GOAL OF THE EXERCISE: Your task is to write out the lines from the line containing "Q: Mark a point on every instance of the thin" through the last line of the material, exactly.

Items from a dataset
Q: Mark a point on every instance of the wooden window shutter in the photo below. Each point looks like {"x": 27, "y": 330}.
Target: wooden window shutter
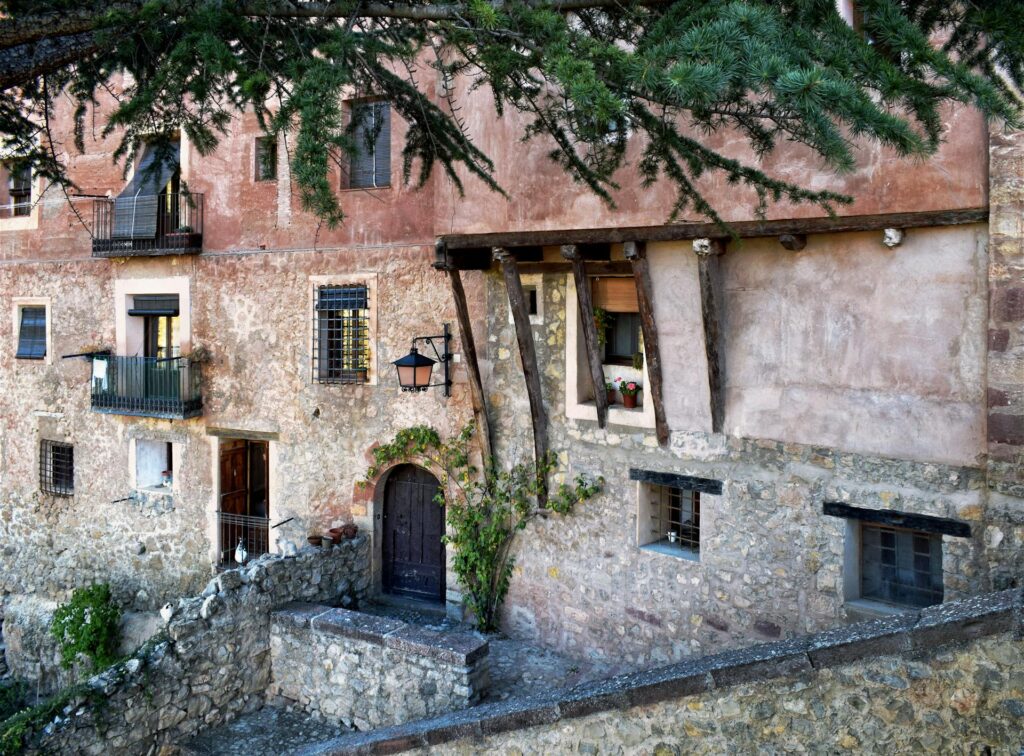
{"x": 614, "y": 295}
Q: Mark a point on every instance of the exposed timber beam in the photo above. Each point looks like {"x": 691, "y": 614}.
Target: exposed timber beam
{"x": 636, "y": 253}
{"x": 709, "y": 252}
{"x": 472, "y": 364}
{"x": 527, "y": 351}
{"x": 741, "y": 228}
{"x": 571, "y": 253}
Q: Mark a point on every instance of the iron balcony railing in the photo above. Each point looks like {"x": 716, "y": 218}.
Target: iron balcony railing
{"x": 146, "y": 386}
{"x": 147, "y": 224}
{"x": 252, "y": 533}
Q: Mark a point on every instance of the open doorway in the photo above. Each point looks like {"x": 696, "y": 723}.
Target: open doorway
{"x": 244, "y": 505}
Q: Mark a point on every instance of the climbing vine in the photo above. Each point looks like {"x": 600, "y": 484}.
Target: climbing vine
{"x": 89, "y": 624}
{"x": 484, "y": 510}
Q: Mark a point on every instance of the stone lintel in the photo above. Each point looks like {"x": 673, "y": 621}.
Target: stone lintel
{"x": 686, "y": 483}
{"x": 458, "y": 647}
{"x": 876, "y": 637}
{"x": 346, "y": 624}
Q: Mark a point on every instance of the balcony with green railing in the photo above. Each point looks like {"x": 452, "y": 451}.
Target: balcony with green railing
{"x": 146, "y": 386}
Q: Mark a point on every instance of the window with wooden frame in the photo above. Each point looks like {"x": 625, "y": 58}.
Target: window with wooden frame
{"x": 266, "y": 158}
{"x": 56, "y": 468}
{"x": 900, "y": 567}
{"x": 341, "y": 334}
{"x": 619, "y": 320}
{"x": 32, "y": 332}
{"x": 370, "y": 164}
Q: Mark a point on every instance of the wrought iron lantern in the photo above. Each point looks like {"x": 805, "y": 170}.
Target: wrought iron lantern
{"x": 415, "y": 369}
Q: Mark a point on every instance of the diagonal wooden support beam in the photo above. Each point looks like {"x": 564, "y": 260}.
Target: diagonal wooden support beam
{"x": 636, "y": 253}
{"x": 527, "y": 351}
{"x": 708, "y": 252}
{"x": 472, "y": 364}
{"x": 571, "y": 252}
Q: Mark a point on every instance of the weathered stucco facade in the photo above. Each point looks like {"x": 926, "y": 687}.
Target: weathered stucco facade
{"x": 886, "y": 379}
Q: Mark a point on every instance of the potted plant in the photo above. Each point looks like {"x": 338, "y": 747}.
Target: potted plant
{"x": 629, "y": 389}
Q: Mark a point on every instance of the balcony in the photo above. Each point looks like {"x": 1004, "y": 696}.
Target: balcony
{"x": 146, "y": 387}
{"x": 147, "y": 225}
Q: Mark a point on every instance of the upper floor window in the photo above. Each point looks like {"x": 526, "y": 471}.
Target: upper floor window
{"x": 900, "y": 567}
{"x": 370, "y": 165}
{"x": 266, "y": 159}
{"x": 19, "y": 190}
{"x": 56, "y": 468}
{"x": 341, "y": 335}
{"x": 32, "y": 332}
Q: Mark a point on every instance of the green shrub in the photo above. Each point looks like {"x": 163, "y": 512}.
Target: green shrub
{"x": 90, "y": 625}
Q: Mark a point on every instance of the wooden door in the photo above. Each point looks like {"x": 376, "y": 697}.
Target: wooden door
{"x": 413, "y": 553}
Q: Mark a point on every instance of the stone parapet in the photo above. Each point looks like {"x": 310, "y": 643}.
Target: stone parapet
{"x": 371, "y": 671}
{"x": 943, "y": 678}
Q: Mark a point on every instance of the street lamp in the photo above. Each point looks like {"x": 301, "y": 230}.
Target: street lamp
{"x": 415, "y": 369}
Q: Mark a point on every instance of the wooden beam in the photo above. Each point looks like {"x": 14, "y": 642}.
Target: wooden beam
{"x": 708, "y": 274}
{"x": 741, "y": 228}
{"x": 527, "y": 351}
{"x": 472, "y": 364}
{"x": 590, "y": 341}
{"x": 636, "y": 253}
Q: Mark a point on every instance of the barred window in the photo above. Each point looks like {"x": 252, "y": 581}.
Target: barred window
{"x": 341, "y": 335}
{"x": 32, "y": 333}
{"x": 900, "y": 567}
{"x": 56, "y": 468}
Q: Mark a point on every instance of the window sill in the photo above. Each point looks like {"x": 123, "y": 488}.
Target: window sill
{"x": 864, "y": 609}
{"x": 670, "y": 549}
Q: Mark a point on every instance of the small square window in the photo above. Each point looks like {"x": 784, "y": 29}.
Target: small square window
{"x": 266, "y": 159}
{"x": 370, "y": 164}
{"x": 900, "y": 567}
{"x": 32, "y": 333}
{"x": 56, "y": 468}
{"x": 341, "y": 335}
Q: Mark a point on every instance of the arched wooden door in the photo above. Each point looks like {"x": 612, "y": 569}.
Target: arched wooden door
{"x": 412, "y": 551}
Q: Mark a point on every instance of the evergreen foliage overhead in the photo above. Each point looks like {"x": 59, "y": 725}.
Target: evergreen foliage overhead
{"x": 589, "y": 75}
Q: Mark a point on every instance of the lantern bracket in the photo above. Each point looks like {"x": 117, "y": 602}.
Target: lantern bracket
{"x": 443, "y": 357}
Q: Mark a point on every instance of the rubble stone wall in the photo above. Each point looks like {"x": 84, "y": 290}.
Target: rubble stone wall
{"x": 214, "y": 661}
{"x": 947, "y": 679}
{"x": 370, "y": 671}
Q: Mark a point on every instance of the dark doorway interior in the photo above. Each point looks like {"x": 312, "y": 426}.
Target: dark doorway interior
{"x": 244, "y": 504}
{"x": 412, "y": 551}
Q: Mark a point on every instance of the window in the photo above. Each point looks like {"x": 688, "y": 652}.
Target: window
{"x": 370, "y": 165}
{"x": 20, "y": 190}
{"x": 266, "y": 159}
{"x": 900, "y": 567}
{"x": 341, "y": 335}
{"x": 56, "y": 468}
{"x": 32, "y": 333}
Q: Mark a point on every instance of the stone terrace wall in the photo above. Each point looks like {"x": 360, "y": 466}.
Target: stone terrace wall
{"x": 373, "y": 671}
{"x": 947, "y": 679}
{"x": 214, "y": 662}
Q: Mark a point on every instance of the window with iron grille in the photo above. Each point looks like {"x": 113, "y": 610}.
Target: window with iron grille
{"x": 900, "y": 567}
{"x": 370, "y": 165}
{"x": 266, "y": 158}
{"x": 32, "y": 333}
{"x": 341, "y": 335}
{"x": 56, "y": 468}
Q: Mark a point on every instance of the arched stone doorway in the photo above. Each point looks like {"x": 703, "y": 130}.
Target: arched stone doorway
{"x": 412, "y": 550}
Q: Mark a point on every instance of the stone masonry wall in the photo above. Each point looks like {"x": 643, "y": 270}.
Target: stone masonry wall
{"x": 214, "y": 662}
{"x": 369, "y": 671}
{"x": 949, "y": 679}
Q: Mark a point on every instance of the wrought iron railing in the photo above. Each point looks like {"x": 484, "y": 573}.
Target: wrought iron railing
{"x": 146, "y": 386}
{"x": 252, "y": 533}
{"x": 147, "y": 224}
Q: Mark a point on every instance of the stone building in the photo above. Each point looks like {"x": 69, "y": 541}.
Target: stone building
{"x": 192, "y": 364}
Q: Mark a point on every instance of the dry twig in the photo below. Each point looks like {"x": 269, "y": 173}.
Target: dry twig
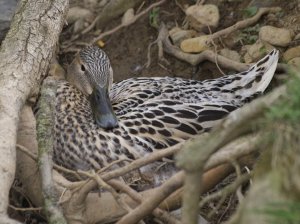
{"x": 45, "y": 145}
{"x": 134, "y": 19}
{"x": 175, "y": 182}
{"x": 193, "y": 160}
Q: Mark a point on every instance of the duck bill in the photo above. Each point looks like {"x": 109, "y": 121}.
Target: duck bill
{"x": 102, "y": 109}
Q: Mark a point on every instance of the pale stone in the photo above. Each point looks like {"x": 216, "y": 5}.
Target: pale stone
{"x": 295, "y": 62}
{"x": 196, "y": 45}
{"x": 78, "y": 13}
{"x": 178, "y": 35}
{"x": 291, "y": 53}
{"x": 202, "y": 16}
{"x": 257, "y": 51}
{"x": 233, "y": 55}
{"x": 276, "y": 36}
{"x": 128, "y": 16}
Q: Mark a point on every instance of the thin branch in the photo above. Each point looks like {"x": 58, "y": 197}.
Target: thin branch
{"x": 25, "y": 209}
{"x": 192, "y": 159}
{"x": 45, "y": 145}
{"x": 162, "y": 192}
{"x": 90, "y": 184}
{"x": 162, "y": 215}
{"x": 245, "y": 23}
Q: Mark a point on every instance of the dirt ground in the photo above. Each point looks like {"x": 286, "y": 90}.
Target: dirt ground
{"x": 128, "y": 48}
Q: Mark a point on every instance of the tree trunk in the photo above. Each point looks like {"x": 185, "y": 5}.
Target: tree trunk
{"x": 24, "y": 58}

WRITTEN RESPONSE:
Q: Mark a point on every instance of the thin branch in the photo above. Each point looks like {"x": 58, "y": 197}.
Target: thin branch
{"x": 25, "y": 209}
{"x": 192, "y": 159}
{"x": 45, "y": 145}
{"x": 162, "y": 192}
{"x": 90, "y": 184}
{"x": 162, "y": 215}
{"x": 245, "y": 23}
Q: Mark a point on every instance of the dirt ground in the photo above. Each point looks like {"x": 286, "y": 90}.
Target: dirt ground
{"x": 128, "y": 48}
Q: Mark a point on every instance of the tree trunk in the photo above. Each point looks like {"x": 185, "y": 5}.
Target: tree trunk
{"x": 24, "y": 58}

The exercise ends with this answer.